**Given request**
Set down, without any alteration, the lines of the records that begin at the line containing "tail in this photo, one line per instance." and continue through the end of the records.

Object location annotation data
○ ○ ○ ○ ○ ○ ○

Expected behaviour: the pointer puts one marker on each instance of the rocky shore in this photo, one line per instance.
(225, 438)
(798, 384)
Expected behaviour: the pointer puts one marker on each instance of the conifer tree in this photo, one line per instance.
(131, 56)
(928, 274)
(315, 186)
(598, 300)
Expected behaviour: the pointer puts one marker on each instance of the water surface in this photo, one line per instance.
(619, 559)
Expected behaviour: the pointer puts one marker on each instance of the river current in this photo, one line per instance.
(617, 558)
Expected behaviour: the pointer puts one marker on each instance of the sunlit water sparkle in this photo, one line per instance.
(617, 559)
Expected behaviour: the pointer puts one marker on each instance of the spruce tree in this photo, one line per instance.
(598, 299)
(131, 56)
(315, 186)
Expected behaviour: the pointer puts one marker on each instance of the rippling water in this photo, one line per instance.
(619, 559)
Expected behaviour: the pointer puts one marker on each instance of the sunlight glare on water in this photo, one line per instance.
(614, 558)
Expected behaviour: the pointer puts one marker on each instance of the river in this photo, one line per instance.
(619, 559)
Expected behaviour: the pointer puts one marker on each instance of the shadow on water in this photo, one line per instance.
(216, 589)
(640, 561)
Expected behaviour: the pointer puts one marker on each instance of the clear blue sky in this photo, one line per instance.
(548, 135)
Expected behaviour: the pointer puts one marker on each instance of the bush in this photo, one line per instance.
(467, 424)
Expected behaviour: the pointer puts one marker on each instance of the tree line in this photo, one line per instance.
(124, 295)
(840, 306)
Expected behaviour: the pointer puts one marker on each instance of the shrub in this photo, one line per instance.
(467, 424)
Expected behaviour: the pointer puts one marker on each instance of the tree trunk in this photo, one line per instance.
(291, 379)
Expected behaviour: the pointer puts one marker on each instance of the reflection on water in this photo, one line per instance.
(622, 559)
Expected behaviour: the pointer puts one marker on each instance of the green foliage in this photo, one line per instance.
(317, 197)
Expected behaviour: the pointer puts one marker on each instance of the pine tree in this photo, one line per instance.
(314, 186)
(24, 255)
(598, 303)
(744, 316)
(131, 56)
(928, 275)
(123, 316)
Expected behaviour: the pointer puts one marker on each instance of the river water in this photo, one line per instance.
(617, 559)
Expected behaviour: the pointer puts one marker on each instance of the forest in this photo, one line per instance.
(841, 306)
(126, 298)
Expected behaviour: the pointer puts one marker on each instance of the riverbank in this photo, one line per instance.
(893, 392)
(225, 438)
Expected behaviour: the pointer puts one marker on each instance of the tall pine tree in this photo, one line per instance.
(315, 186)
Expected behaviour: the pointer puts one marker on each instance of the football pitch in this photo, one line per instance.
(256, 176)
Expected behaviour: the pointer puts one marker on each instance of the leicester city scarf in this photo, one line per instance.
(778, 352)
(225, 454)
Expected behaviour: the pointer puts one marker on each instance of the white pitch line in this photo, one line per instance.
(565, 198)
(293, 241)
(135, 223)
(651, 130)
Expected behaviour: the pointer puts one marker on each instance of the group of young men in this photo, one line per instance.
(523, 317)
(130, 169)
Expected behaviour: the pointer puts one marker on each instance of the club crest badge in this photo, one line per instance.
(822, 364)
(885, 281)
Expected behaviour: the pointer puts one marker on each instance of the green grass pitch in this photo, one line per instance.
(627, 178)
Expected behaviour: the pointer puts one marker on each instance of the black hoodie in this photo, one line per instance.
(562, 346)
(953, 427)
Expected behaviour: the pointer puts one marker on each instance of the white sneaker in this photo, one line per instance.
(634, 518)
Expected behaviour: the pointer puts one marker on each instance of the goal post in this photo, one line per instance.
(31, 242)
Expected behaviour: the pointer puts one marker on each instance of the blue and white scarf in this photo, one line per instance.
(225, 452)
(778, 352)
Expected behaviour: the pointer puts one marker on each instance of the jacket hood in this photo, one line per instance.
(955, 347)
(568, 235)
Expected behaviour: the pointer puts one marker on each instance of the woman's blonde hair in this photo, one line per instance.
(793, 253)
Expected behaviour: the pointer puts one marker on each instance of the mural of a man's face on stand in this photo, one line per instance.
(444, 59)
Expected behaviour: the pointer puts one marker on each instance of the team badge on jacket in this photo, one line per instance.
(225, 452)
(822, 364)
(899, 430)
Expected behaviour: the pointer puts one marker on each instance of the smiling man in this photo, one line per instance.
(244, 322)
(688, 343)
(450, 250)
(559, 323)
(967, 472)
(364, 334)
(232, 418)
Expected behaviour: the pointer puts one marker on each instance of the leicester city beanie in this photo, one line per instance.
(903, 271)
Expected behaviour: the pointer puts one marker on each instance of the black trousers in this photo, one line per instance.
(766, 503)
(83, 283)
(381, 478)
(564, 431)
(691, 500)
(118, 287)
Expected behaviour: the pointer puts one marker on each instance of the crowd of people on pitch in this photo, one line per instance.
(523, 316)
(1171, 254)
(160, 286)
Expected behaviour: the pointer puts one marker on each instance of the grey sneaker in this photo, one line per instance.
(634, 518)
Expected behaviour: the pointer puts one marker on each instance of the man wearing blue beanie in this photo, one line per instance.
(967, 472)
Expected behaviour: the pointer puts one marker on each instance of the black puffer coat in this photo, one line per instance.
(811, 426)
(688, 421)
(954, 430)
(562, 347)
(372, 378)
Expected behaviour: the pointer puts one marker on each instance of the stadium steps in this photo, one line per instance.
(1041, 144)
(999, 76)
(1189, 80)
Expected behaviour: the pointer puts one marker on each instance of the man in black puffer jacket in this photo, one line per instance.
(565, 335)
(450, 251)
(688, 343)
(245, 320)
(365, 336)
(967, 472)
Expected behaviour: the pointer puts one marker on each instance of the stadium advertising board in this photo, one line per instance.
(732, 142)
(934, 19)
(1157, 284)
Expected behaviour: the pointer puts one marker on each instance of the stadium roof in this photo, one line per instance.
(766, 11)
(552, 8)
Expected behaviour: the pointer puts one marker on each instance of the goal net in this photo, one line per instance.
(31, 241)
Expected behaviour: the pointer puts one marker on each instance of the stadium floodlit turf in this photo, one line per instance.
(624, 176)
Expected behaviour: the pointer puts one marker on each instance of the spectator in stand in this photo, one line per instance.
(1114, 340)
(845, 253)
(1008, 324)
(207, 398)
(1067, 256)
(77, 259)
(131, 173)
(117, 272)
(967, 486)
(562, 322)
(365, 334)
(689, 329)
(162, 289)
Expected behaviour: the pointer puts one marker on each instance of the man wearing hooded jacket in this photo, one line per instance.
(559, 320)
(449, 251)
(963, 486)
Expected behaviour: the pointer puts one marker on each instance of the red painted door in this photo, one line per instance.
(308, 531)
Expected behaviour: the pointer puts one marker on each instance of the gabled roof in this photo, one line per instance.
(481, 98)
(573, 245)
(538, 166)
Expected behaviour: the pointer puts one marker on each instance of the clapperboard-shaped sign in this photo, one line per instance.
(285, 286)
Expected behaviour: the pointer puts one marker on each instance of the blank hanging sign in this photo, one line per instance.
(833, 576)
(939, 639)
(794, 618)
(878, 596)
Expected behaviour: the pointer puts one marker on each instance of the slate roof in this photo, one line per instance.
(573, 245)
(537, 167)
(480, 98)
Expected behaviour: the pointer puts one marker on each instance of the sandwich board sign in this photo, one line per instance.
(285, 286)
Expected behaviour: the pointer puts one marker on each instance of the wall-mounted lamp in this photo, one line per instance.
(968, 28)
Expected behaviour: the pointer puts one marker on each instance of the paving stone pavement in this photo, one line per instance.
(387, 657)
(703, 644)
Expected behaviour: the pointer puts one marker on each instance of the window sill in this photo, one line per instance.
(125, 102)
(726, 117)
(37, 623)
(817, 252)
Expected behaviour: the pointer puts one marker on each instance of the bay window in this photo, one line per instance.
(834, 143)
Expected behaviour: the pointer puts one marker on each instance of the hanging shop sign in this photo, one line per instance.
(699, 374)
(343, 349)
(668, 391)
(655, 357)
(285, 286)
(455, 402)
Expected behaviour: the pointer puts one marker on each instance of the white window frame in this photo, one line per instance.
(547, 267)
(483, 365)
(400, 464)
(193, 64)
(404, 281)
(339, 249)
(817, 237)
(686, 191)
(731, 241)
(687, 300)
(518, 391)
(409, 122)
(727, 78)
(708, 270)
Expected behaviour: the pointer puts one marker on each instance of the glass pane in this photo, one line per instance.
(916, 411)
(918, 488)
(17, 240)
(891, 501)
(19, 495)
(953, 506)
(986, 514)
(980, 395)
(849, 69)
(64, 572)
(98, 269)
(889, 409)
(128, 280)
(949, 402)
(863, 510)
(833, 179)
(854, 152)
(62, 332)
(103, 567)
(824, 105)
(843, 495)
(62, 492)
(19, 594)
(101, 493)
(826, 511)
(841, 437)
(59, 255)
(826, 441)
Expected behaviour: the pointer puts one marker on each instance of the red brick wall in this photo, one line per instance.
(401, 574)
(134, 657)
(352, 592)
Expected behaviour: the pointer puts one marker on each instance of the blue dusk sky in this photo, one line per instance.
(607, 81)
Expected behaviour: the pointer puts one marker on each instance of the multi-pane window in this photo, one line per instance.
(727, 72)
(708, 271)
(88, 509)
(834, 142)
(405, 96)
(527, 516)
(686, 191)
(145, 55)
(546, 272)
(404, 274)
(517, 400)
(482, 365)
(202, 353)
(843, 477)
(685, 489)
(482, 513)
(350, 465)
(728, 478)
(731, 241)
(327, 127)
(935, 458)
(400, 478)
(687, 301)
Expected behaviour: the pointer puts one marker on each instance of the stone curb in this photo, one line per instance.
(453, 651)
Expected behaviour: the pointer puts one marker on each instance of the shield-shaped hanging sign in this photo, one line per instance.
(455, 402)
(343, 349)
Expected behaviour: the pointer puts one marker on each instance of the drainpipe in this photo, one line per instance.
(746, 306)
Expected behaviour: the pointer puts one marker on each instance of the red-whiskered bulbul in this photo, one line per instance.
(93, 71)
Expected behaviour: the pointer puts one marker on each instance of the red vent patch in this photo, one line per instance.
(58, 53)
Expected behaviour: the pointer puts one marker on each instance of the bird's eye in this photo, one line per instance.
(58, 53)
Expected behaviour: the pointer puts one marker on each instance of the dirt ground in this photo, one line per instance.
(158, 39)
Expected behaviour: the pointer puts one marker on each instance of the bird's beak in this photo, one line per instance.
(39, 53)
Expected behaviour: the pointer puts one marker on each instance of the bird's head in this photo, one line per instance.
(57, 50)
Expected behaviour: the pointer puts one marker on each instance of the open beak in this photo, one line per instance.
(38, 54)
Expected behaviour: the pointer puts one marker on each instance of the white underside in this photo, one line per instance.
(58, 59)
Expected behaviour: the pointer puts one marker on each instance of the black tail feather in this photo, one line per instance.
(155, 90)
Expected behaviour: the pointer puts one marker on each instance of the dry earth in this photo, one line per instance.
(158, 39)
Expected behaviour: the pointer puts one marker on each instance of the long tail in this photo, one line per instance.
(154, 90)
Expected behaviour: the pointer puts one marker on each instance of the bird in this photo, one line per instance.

○ ○ ○ ○ ○ ○ ○

**Output for this exercise**
Expected behaviour: the pointer puts one marker on each instance of the long tail in this photo, one line per instance.
(154, 90)
Expected behaviour: the pointer puts one marker on each instance of the bird in this photo, one line per instance.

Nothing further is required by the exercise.